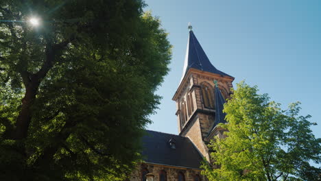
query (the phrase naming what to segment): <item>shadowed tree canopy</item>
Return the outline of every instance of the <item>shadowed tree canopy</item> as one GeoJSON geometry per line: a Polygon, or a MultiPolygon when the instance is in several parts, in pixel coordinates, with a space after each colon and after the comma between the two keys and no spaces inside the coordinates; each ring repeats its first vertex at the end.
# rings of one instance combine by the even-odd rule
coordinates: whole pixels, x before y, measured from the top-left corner
{"type": "Polygon", "coordinates": [[[144,5],[0,1],[0,180],[117,180],[130,171],[171,58],[144,5]]]}
{"type": "Polygon", "coordinates": [[[321,138],[312,134],[308,119],[299,116],[300,103],[282,110],[244,82],[224,105],[225,138],[211,141],[217,169],[204,163],[209,180],[320,180],[321,138]]]}

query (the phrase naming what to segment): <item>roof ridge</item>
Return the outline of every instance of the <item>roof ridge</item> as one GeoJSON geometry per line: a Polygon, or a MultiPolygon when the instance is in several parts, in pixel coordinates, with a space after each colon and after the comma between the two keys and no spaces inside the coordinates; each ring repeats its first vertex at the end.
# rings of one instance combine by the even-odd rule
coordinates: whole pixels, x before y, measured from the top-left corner
{"type": "Polygon", "coordinates": [[[180,135],[178,135],[178,134],[174,134],[167,133],[167,132],[162,132],[154,131],[154,130],[145,130],[145,131],[149,131],[149,132],[159,132],[159,133],[163,133],[163,134],[166,134],[176,136],[179,136],[179,137],[182,137],[182,138],[187,138],[187,137],[185,137],[185,136],[180,136],[180,135]]]}

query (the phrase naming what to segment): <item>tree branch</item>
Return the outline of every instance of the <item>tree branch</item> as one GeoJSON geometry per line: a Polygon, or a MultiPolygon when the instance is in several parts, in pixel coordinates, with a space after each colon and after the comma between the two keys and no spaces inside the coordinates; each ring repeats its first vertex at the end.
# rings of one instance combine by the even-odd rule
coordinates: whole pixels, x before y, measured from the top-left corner
{"type": "Polygon", "coordinates": [[[275,178],[275,179],[274,179],[274,180],[277,180],[278,178],[279,177],[281,177],[281,176],[283,176],[283,172],[281,172],[281,173],[280,173],[280,175],[278,175],[278,176],[276,176],[276,177],[275,178]]]}
{"type": "Polygon", "coordinates": [[[86,145],[87,145],[91,150],[93,150],[97,154],[102,155],[102,156],[109,156],[109,154],[102,153],[97,149],[95,148],[95,147],[91,145],[91,143],[84,138],[84,136],[81,135],[80,138],[86,144],[86,145]]]}

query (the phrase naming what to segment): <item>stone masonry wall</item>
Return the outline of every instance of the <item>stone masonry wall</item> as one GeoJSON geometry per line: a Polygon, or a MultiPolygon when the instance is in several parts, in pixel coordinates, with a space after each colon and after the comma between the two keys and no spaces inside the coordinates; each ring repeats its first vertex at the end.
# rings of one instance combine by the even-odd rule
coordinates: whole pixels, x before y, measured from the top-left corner
{"type": "Polygon", "coordinates": [[[190,169],[185,168],[179,168],[169,166],[151,165],[143,163],[138,165],[137,169],[132,173],[129,178],[130,181],[141,181],[141,169],[146,168],[149,173],[155,176],[154,181],[159,181],[159,173],[163,170],[166,172],[167,181],[178,180],[178,173],[180,171],[184,174],[185,181],[194,181],[196,175],[200,176],[202,181],[206,180],[206,178],[200,174],[200,170],[190,169]]]}

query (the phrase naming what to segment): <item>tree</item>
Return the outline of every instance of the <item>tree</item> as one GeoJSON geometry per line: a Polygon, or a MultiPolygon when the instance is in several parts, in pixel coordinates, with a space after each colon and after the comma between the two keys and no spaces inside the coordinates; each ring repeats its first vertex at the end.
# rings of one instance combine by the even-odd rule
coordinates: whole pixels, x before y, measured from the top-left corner
{"type": "Polygon", "coordinates": [[[243,82],[224,105],[228,130],[209,145],[213,165],[204,163],[210,180],[317,180],[321,169],[321,139],[315,138],[308,119],[299,116],[300,103],[287,110],[270,101],[267,94],[243,82]]]}
{"type": "Polygon", "coordinates": [[[144,5],[0,1],[1,180],[130,172],[171,58],[167,34],[144,5]]]}

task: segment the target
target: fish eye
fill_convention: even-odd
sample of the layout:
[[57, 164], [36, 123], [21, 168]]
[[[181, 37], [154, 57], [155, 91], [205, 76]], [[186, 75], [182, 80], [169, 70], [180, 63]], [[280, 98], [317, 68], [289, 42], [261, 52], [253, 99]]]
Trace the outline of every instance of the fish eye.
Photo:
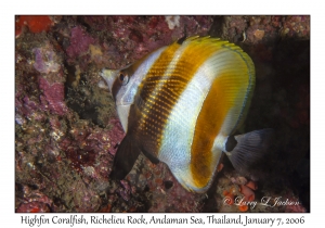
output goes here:
[[122, 86], [125, 86], [129, 83], [129, 76], [127, 74], [119, 73], [119, 80], [122, 84]]

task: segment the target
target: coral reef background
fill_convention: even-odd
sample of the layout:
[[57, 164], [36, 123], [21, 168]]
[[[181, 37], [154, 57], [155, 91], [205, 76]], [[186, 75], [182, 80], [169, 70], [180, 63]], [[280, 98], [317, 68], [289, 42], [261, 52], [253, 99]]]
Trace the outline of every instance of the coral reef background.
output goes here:
[[[276, 134], [253, 183], [226, 157], [207, 194], [187, 192], [165, 164], [144, 156], [125, 180], [108, 178], [123, 131], [99, 72], [184, 35], [230, 40], [256, 64], [256, 91], [238, 132]], [[236, 205], [244, 197], [299, 205]], [[15, 16], [16, 212], [309, 210], [310, 16]]]

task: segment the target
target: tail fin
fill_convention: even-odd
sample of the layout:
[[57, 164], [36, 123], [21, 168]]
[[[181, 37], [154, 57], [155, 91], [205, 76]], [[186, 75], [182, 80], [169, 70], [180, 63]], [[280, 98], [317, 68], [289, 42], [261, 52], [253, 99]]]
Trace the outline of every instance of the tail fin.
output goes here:
[[236, 147], [225, 152], [235, 169], [243, 175], [250, 175], [249, 169], [269, 152], [273, 132], [273, 129], [265, 128], [235, 136]]

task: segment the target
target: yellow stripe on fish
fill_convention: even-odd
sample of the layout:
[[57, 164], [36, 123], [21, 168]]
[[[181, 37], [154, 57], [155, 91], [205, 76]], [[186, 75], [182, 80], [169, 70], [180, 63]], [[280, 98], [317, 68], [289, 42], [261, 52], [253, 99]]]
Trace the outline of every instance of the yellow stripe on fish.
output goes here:
[[[227, 41], [188, 38], [126, 68], [103, 69], [102, 76], [127, 132], [110, 174], [118, 179], [143, 152], [154, 163], [166, 163], [187, 190], [205, 192], [222, 151], [245, 173], [247, 163], [255, 162], [245, 161], [245, 154], [255, 157], [257, 143], [270, 132], [233, 137], [250, 103], [255, 67], [239, 47]], [[252, 153], [247, 151], [249, 143]]]

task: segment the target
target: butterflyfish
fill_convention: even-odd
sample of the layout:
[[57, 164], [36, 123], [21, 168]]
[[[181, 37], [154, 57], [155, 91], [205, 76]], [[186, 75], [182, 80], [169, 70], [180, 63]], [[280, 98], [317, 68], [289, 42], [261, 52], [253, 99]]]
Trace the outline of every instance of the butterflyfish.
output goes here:
[[222, 153], [245, 173], [271, 129], [234, 136], [255, 88], [255, 65], [238, 46], [191, 37], [121, 69], [101, 72], [126, 132], [110, 177], [123, 179], [142, 152], [164, 162], [188, 191], [206, 192]]

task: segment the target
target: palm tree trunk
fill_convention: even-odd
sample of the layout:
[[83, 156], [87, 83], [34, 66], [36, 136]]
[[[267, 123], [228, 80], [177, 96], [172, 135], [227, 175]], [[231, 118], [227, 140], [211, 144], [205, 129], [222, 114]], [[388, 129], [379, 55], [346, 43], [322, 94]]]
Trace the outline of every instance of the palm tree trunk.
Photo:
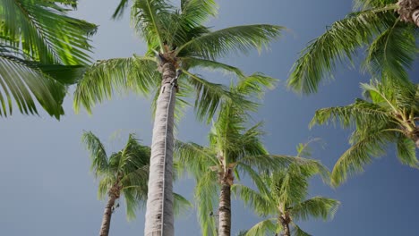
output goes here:
[[222, 182], [219, 193], [218, 217], [218, 236], [230, 236], [231, 188], [227, 182]]
[[419, 9], [416, 9], [412, 13], [412, 21], [419, 27]]
[[100, 226], [100, 236], [107, 236], [109, 234], [112, 206], [114, 206], [115, 200], [116, 197], [114, 195], [109, 196], [109, 198], [107, 199], [107, 204], [105, 206], [105, 212], [103, 213], [102, 225]]
[[291, 236], [291, 231], [289, 230], [289, 223], [283, 223], [282, 228], [283, 228], [282, 232], [284, 232], [283, 236]]
[[291, 236], [291, 231], [289, 230], [290, 218], [287, 215], [284, 214], [279, 216], [279, 223], [282, 225], [282, 236]]
[[151, 143], [145, 236], [174, 235], [172, 173], [175, 88], [171, 81], [175, 78], [175, 66], [165, 63], [162, 74]]

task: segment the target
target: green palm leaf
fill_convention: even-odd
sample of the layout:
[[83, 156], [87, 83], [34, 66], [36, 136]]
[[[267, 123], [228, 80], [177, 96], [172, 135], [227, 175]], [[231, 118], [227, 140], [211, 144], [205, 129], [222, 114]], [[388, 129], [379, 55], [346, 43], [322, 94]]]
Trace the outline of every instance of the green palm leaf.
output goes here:
[[394, 16], [388, 12], [394, 9], [389, 6], [365, 10], [333, 23], [302, 51], [288, 85], [304, 93], [316, 92], [323, 78], [332, 78], [336, 61], [352, 62], [358, 48], [368, 46], [375, 35], [393, 25]]
[[84, 73], [74, 91], [73, 107], [90, 113], [92, 106], [109, 99], [115, 92], [147, 94], [158, 83], [154, 58], [133, 55], [98, 61]]
[[273, 25], [244, 25], [204, 34], [176, 49], [179, 56], [192, 55], [214, 60], [229, 53], [261, 51], [280, 35], [283, 27]]
[[278, 224], [275, 224], [277, 219], [270, 218], [256, 223], [253, 227], [247, 231], [245, 236], [260, 236], [273, 234], [280, 232]]
[[306, 221], [310, 217], [327, 220], [333, 218], [340, 202], [328, 198], [314, 197], [294, 206], [290, 214], [295, 221]]
[[57, 3], [61, 1], [3, 0], [1, 38], [43, 63], [89, 63], [88, 37], [97, 26], [66, 16], [69, 9]]

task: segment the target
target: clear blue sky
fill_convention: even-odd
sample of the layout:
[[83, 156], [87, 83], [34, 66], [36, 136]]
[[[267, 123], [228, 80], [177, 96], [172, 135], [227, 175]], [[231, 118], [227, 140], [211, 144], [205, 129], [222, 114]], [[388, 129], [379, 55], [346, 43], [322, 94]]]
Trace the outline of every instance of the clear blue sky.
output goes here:
[[[336, 80], [321, 86], [316, 95], [301, 97], [284, 84], [298, 52], [307, 42], [324, 32], [327, 25], [351, 11], [350, 0], [226, 0], [219, 2], [219, 15], [209, 25], [215, 29], [238, 24], [271, 23], [288, 29], [268, 52], [223, 59], [251, 73], [262, 72], [281, 80], [269, 91], [255, 121], [264, 121], [265, 144], [272, 154], [294, 155], [295, 147], [310, 138], [321, 138], [325, 148], [315, 148], [314, 156], [331, 168], [348, 148], [350, 131], [337, 127], [308, 129], [316, 109], [351, 103], [360, 96], [359, 82], [368, 76], [339, 67]], [[118, 21], [110, 21], [117, 1], [81, 0], [73, 15], [98, 24], [93, 38], [96, 59], [142, 54], [143, 42], [129, 27], [129, 12]], [[412, 74], [417, 74], [413, 72]], [[217, 75], [216, 75], [217, 76]], [[417, 80], [416, 80], [417, 82]], [[97, 199], [97, 182], [89, 173], [90, 162], [81, 144], [83, 130], [92, 131], [107, 145], [108, 152], [122, 148], [129, 132], [150, 143], [151, 114], [148, 98], [128, 95], [107, 101], [93, 110], [75, 114], [72, 88], [65, 99], [65, 116], [58, 122], [41, 114], [0, 120], [0, 234], [33, 236], [97, 235], [104, 202]], [[120, 131], [115, 138], [108, 139]], [[195, 122], [192, 109], [179, 125], [178, 138], [205, 143], [208, 127]], [[417, 211], [419, 171], [399, 164], [390, 148], [388, 156], [375, 161], [363, 174], [331, 190], [314, 180], [311, 195], [339, 199], [341, 208], [331, 222], [302, 223], [315, 236], [419, 235]], [[192, 196], [192, 181], [181, 181], [175, 191]], [[123, 207], [113, 215], [111, 235], [142, 235], [143, 212], [127, 223]], [[252, 213], [234, 200], [233, 235], [258, 222]], [[196, 216], [191, 213], [175, 222], [176, 235], [200, 235]]]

• _Work instructions_
Filter the listing above and copy each line that contains the string "shadowed".

• _Answer in full_
query (the phrase naming what to segment): <item>shadowed tree canopy</item>
Return the outline of every instance of the <item>shadowed tree canopy</item> as one GeoJSON geometry per line: a Polygon, or a MultiPolygon when the instance is in several parts, in pixel coordinates, with a space after each colon and after the comma between the two keys and no spaces inside the coordinates; each ring repeats its first vertex at the end.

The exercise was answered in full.